══ INPUT FOR THIS TASK ══
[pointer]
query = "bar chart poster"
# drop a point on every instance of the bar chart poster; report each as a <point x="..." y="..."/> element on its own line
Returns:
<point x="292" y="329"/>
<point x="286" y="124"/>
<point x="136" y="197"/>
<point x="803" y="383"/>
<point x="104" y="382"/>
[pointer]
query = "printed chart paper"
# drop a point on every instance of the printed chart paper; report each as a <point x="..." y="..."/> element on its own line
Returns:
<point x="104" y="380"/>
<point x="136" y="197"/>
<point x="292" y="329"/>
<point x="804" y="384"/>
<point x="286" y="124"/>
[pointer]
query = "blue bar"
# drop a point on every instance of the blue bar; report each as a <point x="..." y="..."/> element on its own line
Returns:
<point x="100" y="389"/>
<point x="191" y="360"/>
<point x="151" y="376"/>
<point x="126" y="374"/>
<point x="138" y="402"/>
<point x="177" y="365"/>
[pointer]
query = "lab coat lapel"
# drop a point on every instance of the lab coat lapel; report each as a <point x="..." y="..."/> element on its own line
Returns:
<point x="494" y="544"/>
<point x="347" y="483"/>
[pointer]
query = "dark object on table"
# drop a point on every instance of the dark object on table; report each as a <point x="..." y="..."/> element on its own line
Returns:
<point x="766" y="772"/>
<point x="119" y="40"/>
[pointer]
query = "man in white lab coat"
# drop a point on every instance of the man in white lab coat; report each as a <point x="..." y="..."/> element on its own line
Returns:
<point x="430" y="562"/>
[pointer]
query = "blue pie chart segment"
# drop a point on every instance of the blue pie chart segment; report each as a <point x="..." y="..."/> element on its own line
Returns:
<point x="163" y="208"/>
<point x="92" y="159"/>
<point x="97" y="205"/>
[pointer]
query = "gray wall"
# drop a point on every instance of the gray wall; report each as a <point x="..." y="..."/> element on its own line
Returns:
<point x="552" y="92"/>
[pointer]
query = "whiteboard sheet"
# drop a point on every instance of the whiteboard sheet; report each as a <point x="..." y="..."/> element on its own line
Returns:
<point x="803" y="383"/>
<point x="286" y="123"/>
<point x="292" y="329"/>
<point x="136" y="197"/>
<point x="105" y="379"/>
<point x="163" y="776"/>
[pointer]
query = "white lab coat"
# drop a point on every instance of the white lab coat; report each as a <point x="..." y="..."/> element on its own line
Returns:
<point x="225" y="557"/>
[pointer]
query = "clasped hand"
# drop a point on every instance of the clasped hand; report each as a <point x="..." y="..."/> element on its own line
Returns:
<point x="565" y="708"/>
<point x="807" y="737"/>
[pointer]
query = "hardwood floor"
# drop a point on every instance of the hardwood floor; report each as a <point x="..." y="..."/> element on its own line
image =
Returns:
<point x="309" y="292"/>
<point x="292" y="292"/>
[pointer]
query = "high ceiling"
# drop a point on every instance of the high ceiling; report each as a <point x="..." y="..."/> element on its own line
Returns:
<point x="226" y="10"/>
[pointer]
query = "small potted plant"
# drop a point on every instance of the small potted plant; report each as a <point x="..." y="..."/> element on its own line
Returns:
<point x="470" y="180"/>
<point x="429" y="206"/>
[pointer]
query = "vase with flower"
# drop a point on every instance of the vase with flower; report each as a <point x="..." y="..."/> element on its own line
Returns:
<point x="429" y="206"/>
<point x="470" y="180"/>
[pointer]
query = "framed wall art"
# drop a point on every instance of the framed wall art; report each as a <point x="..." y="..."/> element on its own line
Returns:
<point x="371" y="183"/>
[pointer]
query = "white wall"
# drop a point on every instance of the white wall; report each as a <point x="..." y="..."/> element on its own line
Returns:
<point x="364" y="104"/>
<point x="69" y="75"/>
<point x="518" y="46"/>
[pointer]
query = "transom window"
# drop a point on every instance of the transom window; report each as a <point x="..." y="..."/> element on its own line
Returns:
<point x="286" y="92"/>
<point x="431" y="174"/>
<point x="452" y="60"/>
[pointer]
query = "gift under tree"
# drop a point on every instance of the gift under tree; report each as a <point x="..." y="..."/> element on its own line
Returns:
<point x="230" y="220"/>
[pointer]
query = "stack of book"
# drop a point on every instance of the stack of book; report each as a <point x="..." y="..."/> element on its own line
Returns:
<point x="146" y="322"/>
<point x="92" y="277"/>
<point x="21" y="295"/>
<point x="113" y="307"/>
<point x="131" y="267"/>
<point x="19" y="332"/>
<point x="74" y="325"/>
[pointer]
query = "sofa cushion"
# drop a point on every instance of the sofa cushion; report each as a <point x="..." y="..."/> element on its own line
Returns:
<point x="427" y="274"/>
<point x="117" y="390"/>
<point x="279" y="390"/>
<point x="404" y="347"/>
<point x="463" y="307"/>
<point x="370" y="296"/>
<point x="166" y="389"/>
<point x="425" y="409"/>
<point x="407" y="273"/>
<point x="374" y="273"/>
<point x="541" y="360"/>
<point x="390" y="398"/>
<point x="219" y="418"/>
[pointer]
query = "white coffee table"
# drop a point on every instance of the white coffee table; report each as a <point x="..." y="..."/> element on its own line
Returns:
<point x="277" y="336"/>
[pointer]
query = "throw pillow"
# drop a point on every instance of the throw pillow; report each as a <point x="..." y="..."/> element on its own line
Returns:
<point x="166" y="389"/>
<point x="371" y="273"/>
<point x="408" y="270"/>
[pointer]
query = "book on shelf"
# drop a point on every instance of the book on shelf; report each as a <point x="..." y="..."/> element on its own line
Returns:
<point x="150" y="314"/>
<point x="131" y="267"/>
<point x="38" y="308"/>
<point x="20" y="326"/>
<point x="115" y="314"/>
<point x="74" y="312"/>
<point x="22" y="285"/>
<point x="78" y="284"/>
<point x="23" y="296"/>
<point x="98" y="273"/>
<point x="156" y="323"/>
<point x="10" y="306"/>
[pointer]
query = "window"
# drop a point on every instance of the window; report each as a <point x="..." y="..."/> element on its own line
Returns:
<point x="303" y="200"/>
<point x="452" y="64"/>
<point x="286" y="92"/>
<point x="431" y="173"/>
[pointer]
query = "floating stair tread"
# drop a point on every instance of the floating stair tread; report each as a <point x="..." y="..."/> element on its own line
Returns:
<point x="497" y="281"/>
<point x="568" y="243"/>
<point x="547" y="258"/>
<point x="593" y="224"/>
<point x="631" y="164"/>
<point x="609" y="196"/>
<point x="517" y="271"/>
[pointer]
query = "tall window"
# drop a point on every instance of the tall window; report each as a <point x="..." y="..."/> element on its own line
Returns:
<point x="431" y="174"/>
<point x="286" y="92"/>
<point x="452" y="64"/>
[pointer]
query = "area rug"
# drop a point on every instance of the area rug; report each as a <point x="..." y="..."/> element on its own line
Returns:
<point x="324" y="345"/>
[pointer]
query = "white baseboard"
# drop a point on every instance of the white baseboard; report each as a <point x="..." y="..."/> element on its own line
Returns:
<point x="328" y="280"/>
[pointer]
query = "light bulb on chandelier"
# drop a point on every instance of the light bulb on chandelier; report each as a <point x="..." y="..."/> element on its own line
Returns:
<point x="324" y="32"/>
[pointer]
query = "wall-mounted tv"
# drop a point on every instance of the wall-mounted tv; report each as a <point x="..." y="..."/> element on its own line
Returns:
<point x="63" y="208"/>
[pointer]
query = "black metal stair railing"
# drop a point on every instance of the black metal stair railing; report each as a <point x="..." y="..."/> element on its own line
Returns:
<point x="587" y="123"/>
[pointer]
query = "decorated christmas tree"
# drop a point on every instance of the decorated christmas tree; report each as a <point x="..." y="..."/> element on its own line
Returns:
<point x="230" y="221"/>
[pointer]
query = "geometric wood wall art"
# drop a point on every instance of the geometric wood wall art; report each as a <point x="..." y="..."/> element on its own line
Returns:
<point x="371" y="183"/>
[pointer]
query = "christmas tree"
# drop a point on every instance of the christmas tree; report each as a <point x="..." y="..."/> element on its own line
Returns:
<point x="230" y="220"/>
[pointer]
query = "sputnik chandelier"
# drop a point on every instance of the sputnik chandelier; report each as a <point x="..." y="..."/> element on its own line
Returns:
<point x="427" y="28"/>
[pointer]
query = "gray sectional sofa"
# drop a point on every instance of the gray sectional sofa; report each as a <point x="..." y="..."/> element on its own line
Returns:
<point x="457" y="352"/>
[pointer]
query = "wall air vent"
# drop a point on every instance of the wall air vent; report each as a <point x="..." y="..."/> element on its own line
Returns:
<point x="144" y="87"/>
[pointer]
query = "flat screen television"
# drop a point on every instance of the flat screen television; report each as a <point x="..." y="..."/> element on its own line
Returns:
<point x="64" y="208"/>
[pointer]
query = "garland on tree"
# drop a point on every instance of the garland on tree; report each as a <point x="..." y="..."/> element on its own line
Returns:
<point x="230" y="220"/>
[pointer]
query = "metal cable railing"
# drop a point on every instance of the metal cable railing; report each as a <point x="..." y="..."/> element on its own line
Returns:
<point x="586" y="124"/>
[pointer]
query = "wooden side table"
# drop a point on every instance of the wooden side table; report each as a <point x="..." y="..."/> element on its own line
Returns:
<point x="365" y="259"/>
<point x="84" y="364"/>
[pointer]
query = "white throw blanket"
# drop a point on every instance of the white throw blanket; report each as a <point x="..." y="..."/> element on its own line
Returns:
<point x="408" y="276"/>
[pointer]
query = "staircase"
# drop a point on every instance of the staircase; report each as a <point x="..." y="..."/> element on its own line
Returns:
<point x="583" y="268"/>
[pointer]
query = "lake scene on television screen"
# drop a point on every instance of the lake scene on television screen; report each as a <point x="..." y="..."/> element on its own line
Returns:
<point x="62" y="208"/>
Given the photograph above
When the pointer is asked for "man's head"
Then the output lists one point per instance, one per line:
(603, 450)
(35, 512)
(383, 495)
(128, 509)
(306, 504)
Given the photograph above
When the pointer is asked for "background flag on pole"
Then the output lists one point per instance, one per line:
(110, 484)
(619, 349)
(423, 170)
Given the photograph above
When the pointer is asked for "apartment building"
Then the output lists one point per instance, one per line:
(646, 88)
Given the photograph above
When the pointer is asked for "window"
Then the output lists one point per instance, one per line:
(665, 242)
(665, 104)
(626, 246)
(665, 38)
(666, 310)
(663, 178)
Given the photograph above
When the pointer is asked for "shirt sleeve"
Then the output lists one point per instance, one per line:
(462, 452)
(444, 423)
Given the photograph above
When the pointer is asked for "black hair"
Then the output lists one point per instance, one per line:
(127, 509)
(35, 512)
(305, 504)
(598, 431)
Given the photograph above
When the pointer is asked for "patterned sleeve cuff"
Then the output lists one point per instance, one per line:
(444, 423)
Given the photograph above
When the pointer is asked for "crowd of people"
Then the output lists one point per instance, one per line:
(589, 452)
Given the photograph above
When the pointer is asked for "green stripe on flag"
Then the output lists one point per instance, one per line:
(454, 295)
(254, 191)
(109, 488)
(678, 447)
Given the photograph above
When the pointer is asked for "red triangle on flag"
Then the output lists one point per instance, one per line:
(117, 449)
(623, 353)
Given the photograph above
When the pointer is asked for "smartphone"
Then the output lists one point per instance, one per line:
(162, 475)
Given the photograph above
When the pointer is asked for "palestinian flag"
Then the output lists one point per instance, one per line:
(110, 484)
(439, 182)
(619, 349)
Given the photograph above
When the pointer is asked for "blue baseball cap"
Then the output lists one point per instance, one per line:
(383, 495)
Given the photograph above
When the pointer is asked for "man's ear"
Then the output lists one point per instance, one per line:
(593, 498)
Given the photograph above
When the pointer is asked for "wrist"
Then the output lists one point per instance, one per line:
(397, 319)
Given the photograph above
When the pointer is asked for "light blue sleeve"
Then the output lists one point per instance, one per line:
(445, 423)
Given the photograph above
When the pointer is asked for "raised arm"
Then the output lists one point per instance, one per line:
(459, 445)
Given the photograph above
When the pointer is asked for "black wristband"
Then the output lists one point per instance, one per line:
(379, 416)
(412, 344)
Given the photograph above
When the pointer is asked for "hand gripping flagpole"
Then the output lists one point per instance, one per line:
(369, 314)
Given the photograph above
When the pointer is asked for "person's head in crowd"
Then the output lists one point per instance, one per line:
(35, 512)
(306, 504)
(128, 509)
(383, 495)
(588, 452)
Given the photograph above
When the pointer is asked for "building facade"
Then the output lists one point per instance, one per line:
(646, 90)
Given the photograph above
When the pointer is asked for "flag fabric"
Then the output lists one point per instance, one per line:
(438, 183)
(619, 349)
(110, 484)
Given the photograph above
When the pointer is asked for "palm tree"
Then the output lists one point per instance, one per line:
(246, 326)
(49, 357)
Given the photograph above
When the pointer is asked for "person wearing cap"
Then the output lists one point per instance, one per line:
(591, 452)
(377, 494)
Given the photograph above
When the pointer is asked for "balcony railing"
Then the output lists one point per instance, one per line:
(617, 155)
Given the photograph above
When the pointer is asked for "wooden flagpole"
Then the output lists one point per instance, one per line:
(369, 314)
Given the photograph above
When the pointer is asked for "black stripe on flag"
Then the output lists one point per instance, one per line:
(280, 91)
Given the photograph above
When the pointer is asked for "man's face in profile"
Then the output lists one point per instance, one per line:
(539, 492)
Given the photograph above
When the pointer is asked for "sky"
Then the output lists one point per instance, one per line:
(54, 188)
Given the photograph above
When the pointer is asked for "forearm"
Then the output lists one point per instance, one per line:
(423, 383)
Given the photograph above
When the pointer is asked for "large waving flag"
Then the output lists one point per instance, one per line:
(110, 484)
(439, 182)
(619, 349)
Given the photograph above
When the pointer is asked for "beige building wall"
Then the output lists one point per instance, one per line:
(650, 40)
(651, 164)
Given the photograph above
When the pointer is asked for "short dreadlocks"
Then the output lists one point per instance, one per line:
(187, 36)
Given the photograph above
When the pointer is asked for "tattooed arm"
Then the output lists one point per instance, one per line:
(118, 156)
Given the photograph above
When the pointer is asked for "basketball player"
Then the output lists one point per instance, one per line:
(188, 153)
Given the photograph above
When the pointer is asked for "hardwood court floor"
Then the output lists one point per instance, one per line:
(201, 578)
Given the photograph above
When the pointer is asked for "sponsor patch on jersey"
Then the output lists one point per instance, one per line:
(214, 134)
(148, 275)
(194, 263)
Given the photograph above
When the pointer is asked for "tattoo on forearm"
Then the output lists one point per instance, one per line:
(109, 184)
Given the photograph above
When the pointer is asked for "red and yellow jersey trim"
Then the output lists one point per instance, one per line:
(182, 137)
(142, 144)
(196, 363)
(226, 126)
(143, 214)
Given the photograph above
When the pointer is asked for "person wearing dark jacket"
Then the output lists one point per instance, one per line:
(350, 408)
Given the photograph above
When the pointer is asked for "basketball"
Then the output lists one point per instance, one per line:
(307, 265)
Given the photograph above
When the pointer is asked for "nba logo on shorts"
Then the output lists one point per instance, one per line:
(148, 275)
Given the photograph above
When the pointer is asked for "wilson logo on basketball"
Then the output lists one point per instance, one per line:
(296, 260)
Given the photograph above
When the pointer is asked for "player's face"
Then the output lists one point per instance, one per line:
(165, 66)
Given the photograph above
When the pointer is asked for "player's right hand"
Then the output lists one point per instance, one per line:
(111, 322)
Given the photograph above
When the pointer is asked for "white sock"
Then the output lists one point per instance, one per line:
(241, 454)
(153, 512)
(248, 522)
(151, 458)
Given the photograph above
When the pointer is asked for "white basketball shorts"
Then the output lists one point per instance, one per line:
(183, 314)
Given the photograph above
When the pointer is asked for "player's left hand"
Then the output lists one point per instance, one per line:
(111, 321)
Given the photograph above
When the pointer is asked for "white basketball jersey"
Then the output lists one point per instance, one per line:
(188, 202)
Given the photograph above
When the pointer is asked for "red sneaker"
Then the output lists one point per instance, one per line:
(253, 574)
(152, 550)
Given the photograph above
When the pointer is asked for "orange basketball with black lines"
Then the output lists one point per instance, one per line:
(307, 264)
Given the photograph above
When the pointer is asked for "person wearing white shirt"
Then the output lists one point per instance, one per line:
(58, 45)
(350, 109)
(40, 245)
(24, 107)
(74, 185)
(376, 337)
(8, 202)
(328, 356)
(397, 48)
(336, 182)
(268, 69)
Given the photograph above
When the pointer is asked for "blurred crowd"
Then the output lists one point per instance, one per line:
═══
> _WHAT YOU WILL DO_: Copy every line of the entries above in which "mounted" occurs.

> _WRITTEN SOLUTION_:
query = "wall-mounted tv"
# drop a point on every instance of the wall-mounted tv; report each as a <point x="..." y="..."/> element on its own line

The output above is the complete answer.